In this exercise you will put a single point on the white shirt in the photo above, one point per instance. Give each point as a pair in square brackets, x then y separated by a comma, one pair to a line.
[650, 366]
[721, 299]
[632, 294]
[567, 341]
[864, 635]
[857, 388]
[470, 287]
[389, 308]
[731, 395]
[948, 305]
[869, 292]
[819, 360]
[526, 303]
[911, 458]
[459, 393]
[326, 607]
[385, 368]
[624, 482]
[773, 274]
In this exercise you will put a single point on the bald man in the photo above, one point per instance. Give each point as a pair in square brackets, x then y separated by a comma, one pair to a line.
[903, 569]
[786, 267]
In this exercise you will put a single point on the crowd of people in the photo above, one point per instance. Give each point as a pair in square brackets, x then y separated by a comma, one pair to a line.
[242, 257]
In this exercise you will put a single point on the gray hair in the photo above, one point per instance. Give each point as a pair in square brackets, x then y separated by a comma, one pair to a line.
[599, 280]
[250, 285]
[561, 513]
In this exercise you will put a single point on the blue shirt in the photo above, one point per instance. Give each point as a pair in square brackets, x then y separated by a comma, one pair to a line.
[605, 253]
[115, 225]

### WRITTEN TASK:
Your task is to transcribe the listing above in full, exactly as given.

### RESPONSE BELOW:
In this exercise you will put a single point on the white shirt in the photo above, one point per instance. Give each point as a pair in square brackets, x then y separated by a comma, one pair to a line.
[650, 366]
[721, 299]
[632, 294]
[567, 341]
[864, 635]
[857, 388]
[470, 287]
[389, 308]
[731, 395]
[948, 305]
[869, 292]
[819, 360]
[526, 303]
[911, 458]
[459, 393]
[326, 607]
[385, 368]
[624, 482]
[773, 274]
In this exercise you will put a single point on the bald man in the photo above, one point per instance. Give each point as a pair in square brackets, x then y separated by a comma, one pair to a line.
[903, 569]
[786, 267]
In this exercise you will put a single point on the crowd of people in the photo above, one point per instance. Give each point as a pair in square brackets, x then y separated by a comma, one pair to a line.
[242, 257]
In this exercise you will put a single point on the gray hair in the photo above, one point per instance. Give each point as a pair in square brackets, x then y separated by a comma, one pair to a line.
[599, 280]
[250, 285]
[561, 513]
In this exercise you will put a single point on the blue shirt in the photo above, one point per instance. Give each point as a pair in square brackets, x then y separated by a comma, one pair to a line.
[605, 253]
[115, 225]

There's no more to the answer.